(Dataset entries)
────────────────────────────────────────

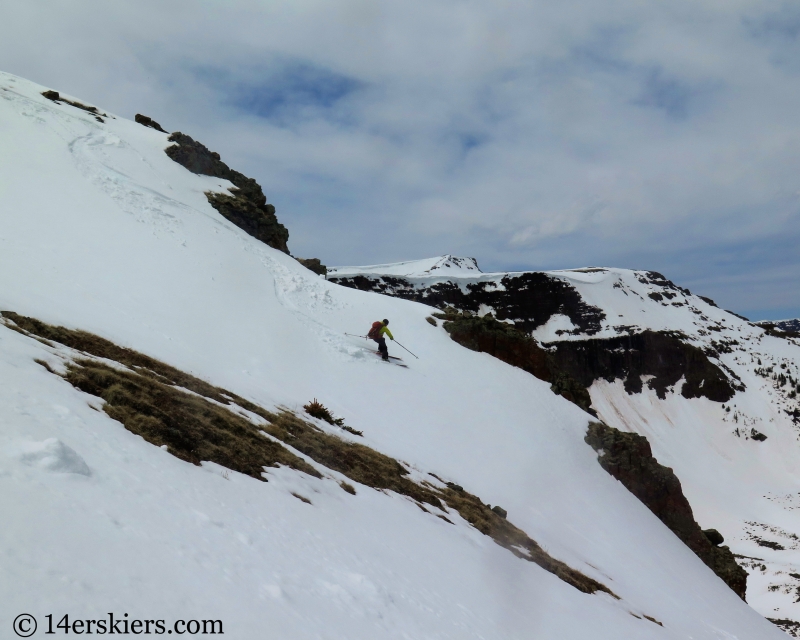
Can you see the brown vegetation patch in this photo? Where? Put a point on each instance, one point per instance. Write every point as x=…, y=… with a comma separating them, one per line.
x=508, y=536
x=198, y=421
x=628, y=458
x=356, y=461
x=193, y=428
x=245, y=205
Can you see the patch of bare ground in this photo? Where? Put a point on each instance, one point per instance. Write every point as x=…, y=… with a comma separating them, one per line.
x=198, y=421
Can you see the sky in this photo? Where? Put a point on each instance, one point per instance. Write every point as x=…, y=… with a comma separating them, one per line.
x=659, y=135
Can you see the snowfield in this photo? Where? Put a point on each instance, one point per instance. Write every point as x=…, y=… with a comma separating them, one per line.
x=102, y=232
x=744, y=487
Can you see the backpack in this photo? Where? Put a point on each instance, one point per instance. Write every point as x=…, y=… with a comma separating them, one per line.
x=375, y=330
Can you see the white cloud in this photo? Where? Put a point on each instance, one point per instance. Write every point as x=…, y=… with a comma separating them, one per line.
x=531, y=134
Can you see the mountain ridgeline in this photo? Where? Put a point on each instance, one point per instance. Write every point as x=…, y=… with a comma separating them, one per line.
x=542, y=323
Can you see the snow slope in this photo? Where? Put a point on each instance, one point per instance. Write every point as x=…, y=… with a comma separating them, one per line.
x=741, y=485
x=102, y=231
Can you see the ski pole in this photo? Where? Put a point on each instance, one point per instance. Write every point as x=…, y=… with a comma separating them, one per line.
x=413, y=354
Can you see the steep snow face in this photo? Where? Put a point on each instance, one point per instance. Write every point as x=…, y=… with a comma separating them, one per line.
x=738, y=460
x=103, y=232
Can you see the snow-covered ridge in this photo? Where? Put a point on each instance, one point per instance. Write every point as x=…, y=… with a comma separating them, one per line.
x=735, y=450
x=103, y=232
x=440, y=266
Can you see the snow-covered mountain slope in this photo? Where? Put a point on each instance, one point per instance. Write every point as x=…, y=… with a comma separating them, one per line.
x=101, y=231
x=716, y=396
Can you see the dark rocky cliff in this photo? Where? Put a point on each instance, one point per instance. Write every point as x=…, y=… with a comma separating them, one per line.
x=572, y=366
x=628, y=457
x=246, y=205
x=529, y=299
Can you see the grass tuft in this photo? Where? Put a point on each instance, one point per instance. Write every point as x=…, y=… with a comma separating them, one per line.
x=150, y=399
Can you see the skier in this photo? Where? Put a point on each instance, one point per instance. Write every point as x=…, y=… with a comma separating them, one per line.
x=376, y=333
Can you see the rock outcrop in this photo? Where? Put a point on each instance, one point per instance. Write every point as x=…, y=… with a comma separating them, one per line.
x=529, y=299
x=314, y=265
x=245, y=205
x=148, y=122
x=628, y=457
x=509, y=344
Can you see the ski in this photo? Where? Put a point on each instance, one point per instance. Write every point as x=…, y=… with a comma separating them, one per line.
x=399, y=364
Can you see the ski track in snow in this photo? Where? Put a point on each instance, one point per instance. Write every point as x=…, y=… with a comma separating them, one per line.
x=98, y=520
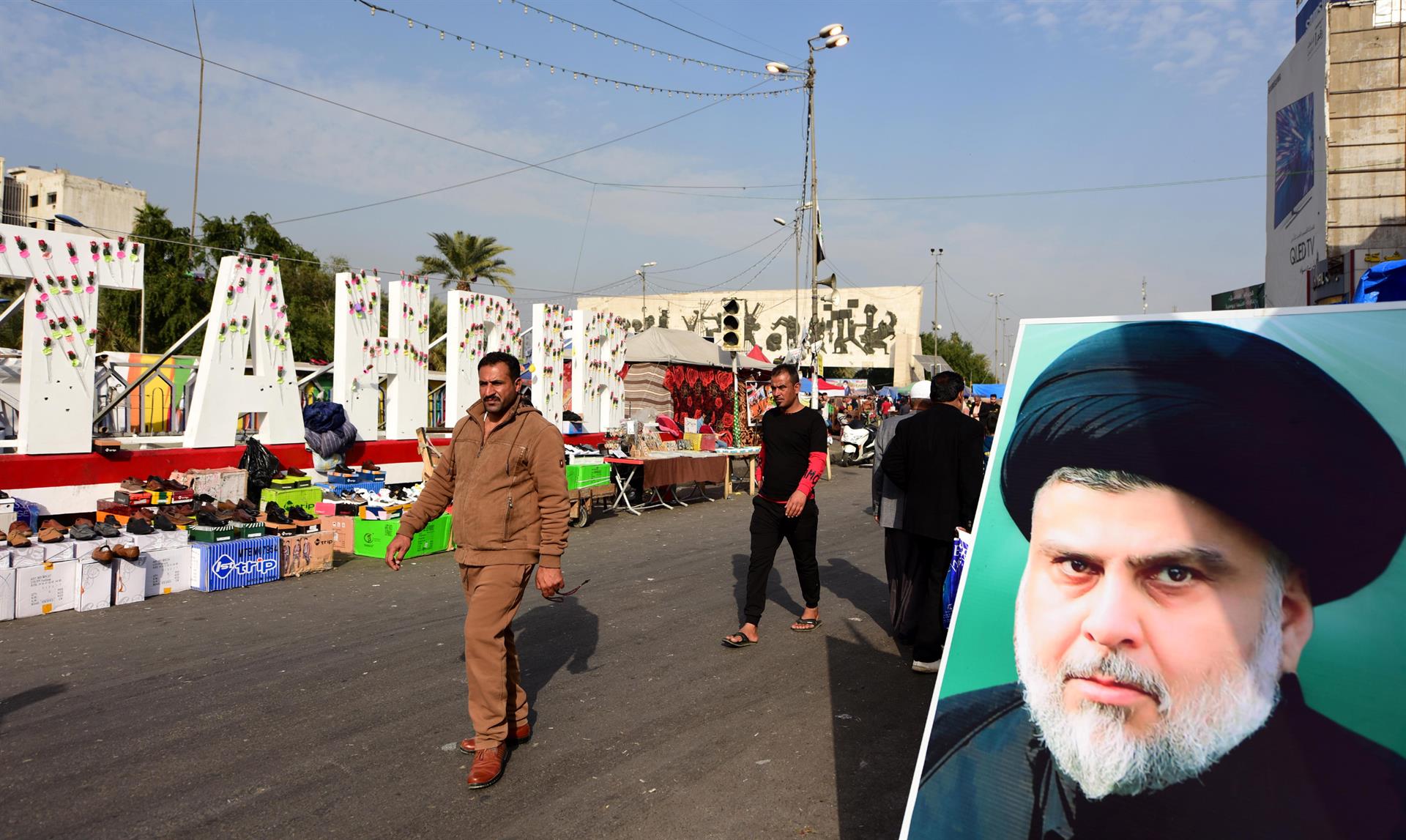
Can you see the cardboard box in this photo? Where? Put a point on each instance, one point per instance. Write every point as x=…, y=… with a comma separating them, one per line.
x=302, y=497
x=238, y=563
x=305, y=554
x=204, y=534
x=224, y=484
x=93, y=584
x=342, y=531
x=374, y=536
x=40, y=590
x=168, y=570
x=128, y=580
x=40, y=554
x=158, y=539
x=7, y=594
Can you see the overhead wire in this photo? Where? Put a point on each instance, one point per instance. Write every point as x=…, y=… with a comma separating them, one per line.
x=617, y=40
x=502, y=53
x=792, y=55
x=689, y=31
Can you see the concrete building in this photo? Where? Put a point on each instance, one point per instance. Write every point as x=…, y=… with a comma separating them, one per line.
x=863, y=327
x=34, y=196
x=1337, y=178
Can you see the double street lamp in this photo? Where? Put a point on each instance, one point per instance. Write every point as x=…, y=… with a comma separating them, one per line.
x=830, y=37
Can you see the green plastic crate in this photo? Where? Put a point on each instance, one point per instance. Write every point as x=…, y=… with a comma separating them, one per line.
x=301, y=497
x=374, y=535
x=584, y=476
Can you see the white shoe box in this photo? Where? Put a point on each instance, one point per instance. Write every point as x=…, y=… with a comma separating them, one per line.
x=168, y=570
x=93, y=584
x=50, y=587
x=40, y=554
x=160, y=539
x=6, y=592
x=128, y=580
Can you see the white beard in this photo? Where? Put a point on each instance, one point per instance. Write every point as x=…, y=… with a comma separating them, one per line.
x=1091, y=745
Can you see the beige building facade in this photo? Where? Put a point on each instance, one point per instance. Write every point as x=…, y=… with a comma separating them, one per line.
x=862, y=327
x=35, y=196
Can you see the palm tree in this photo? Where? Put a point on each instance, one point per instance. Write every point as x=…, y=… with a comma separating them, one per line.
x=464, y=259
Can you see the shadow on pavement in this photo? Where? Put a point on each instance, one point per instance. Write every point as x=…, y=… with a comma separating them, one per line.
x=861, y=589
x=775, y=591
x=30, y=696
x=878, y=714
x=553, y=636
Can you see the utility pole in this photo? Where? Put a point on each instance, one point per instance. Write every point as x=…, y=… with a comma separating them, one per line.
x=996, y=299
x=937, y=269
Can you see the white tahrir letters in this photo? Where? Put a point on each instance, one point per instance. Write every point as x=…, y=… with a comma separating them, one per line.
x=363, y=355
x=248, y=328
x=548, y=354
x=597, y=357
x=481, y=324
x=64, y=273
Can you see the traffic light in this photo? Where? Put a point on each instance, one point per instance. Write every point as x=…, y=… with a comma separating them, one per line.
x=732, y=324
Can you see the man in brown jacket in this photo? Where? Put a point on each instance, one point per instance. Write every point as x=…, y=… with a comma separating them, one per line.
x=505, y=472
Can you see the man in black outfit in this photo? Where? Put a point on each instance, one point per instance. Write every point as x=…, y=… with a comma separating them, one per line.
x=791, y=464
x=935, y=459
x=1167, y=597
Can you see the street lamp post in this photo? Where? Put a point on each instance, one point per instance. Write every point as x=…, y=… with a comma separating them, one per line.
x=644, y=293
x=996, y=297
x=830, y=37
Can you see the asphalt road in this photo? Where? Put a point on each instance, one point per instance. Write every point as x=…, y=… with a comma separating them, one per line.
x=330, y=705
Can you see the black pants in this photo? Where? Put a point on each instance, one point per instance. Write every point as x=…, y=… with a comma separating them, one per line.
x=932, y=636
x=770, y=527
x=907, y=557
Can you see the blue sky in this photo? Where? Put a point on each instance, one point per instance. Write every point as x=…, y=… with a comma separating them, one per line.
x=930, y=99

────────────────────────────────────────

## AIM OF THE TASK
Once the pictures are set aside, write out each record exactly.

## ANSWER
Can you see the brown vegetation patch in this photo? Where? Put a point on each instance, one point per instance. Write every point as x=…, y=… with a comma separating them, one per line.
x=508, y=536
x=198, y=421
x=628, y=458
x=356, y=461
x=193, y=428
x=245, y=205
Can you see the patch of bare ground in this photo? Where? Put a point on each instance, one point per instance. Write every point as x=…, y=… with a comma separating them, one per line.
x=198, y=421
Can you see the sky in this photo? Where? Put a point on each instance, one point per instance. Write every point as x=…, y=… with a comma separating them, one per line.
x=659, y=135
Can you see the snowfield in this photo? Where? Put a point on each instance, one point per instance. Write every point as x=…, y=… with a comma separating them, one per line.
x=102, y=232
x=744, y=487
Can you see the backpack in this photo? Where? Put a point on each instance, one point per instance. Write every point as x=…, y=… with a comma separating them, one per line.
x=375, y=330
Can you see the white cloud in this photo? Where? Put a point on each instance, one point per instance. Write every point as x=…, y=… with a comma separating them, one per line.
x=531, y=134
Can you see the mountain ridgeline in this photo? Where? Put a point on each instance, one point per instance. Write every point as x=…, y=… with a comma separating them, one per line.
x=542, y=323
Can you see the snow slope in this photo? Where? Put a point on each instance, one point per instance. Write every point as x=…, y=… with a comma separating them, one per line.
x=741, y=485
x=102, y=231
Can you see the ski pole in this photo? Where? Put a point on each instance, one point per instance. Write every point as x=…, y=… with a comma separating them, one per line.
x=413, y=354
Can you see the steep snow face in this photo? Where? Put a point on each instance, one point per instance. Write every point as x=…, y=… with a comma separating them, one per line.
x=738, y=460
x=103, y=232
Can you see the snow-covered ridge in this photo? Where? Put a point on each instance, one point per instance. Write every point as x=…, y=… with a comma separating them, one per line.
x=735, y=450
x=103, y=232
x=440, y=266
Can you see the snow-covered mountain slope in this photo? Where? Put a point on each instance, one point per instance. Write every point as x=…, y=… with a comma separating them, one per line.
x=101, y=231
x=716, y=396
Can you see the dark rocky cliff in this photo? Where? Put a point on each instance, one point per instance. Write every point as x=…, y=… with a comma separating them, one per line.
x=572, y=366
x=628, y=457
x=246, y=205
x=529, y=299
Can you see the grass tuft in this photo? Where? Put a point on each instance, one point per instance. Write every point as x=…, y=… with a comma separating them, one per line.
x=150, y=399
Can you see the skier in this photo? Where? Put a point on each instance, one point per instance. Write every point as x=…, y=… with a comma separating them, one per line.
x=376, y=333
Can you see the rock outcrop in this photo? Where? Put a point on each instance, one point per instance. Write every point as x=…, y=… with a comma separating them, one per line.
x=529, y=299
x=314, y=265
x=245, y=205
x=148, y=122
x=628, y=457
x=509, y=344
Can you see the ski in this photo? Where? Put a point on each instance, one point per instance. Write every point as x=…, y=… with a comma separating them, one per line.
x=399, y=364
Can you see the ski track in snow in this photo? Where? Put a point on each instance, one point per instance. Write every point as x=…, y=… with a comma separating them, one per line.
x=98, y=520
Can you see the cardboard box in this photo? Where? Put a point on each instance, one point per instance. Write every point as x=…, y=… with a comma separating them, one per line.
x=302, y=497
x=238, y=563
x=305, y=554
x=204, y=534
x=224, y=484
x=93, y=584
x=342, y=531
x=374, y=536
x=40, y=590
x=168, y=570
x=128, y=580
x=40, y=554
x=158, y=539
x=7, y=594
Can you see the overhead wire in this photo? Where? Put a point on each instance, one point per instance. Write every point as x=…, y=… with a comma separating them, one per line.
x=617, y=40
x=502, y=53
x=792, y=55
x=689, y=31
Can you see the concrete building in this photo? Where? Put a point on each instance, one point per instance. Write every point as x=…, y=… with a comma separating them, one per line.
x=863, y=327
x=34, y=196
x=1337, y=178
Can you see the double street lamp in this photo? Where? Put a point on each instance, one point per instance. Write every point as x=…, y=… with a comma separating them, one per line.
x=830, y=37
Can you see the green plastic crate in this photo? Where? Put a point on each instance, one point per instance. Write every point as x=…, y=… with a comma separating them, one per line.
x=301, y=497
x=374, y=535
x=584, y=476
Can you see the white shoe box in this photo? Where? Put a point on each instance, one point per instance. Write every point as x=…, y=… with a comma separating them, one per line.
x=168, y=570
x=93, y=584
x=50, y=587
x=40, y=554
x=160, y=539
x=6, y=592
x=128, y=580
Can you see the white beard in this photo? Where? Put a point on each instance, one point per instance. Write every point as x=…, y=… with a comma separating them, one per line.
x=1091, y=745
Can you see the beige building facade in this photo? Where? Put a point on each instance, one point per instance. Write every point as x=…, y=… with a comma separating them, one per line.
x=862, y=327
x=35, y=196
Can you see the palm tree in this photo? Where? Put a point on each instance, one point per instance. Write every point as x=…, y=… with a comma separating them, one per line.
x=464, y=259
Can you see the shadow on pavement in this photo? Where? Put a point on each instance, one point per instance. Write every point as x=…, y=… with a comma separating them, one per line.
x=861, y=589
x=775, y=591
x=30, y=696
x=878, y=714
x=553, y=636
Can you see the utility pole in this photo? Where? Put a point on each instance, one point per instance. Write every point as x=…, y=… with a comma separating them, one per line.
x=996, y=299
x=937, y=269
Can you see the white tahrir letters in this photo? Where? Put a point on each instance, one point per instance. Write every point as x=…, y=… with a comma separating them, one per line.
x=363, y=355
x=248, y=328
x=548, y=354
x=597, y=357
x=481, y=324
x=64, y=273
Can you see the traffic light in this photo? Where? Put a point on each instance, one point per instance. Write every point as x=…, y=… with a comma separating them, one per line.
x=732, y=324
Can you see the man in brown jacket in this photo? Where? Put a point on each instance, one point per instance. Write every point as x=…, y=… with a comma separating them, one per line.
x=505, y=472
Can you see the man in black outfit in this photo? Where? Put a point on each instance, one point per instance. Write every point as x=…, y=… with a comma separating them, one per line.
x=791, y=464
x=935, y=459
x=1167, y=597
Can you see the street lamp post in this photo? Where? Put a point on each instance, one point per instance. Write every point as x=…, y=… with a comma separating them, one per line.
x=644, y=293
x=996, y=297
x=830, y=37
Can you see the asphalt road in this photo? Where? Put a point on each instance, one point per instance. Write every point as x=…, y=… with a comma separating them, one per line.
x=330, y=705
Can you see the black pants in this photo? Where? Put a point on each instance, one point per instance. Write every point as x=…, y=… with a comma separating them, one per line.
x=932, y=636
x=770, y=527
x=907, y=557
Can you see the blue sky in this photo? Where? Put a point on each instance, one point per instance. Write every point as x=…, y=… with a comma separating them, one per line.
x=930, y=99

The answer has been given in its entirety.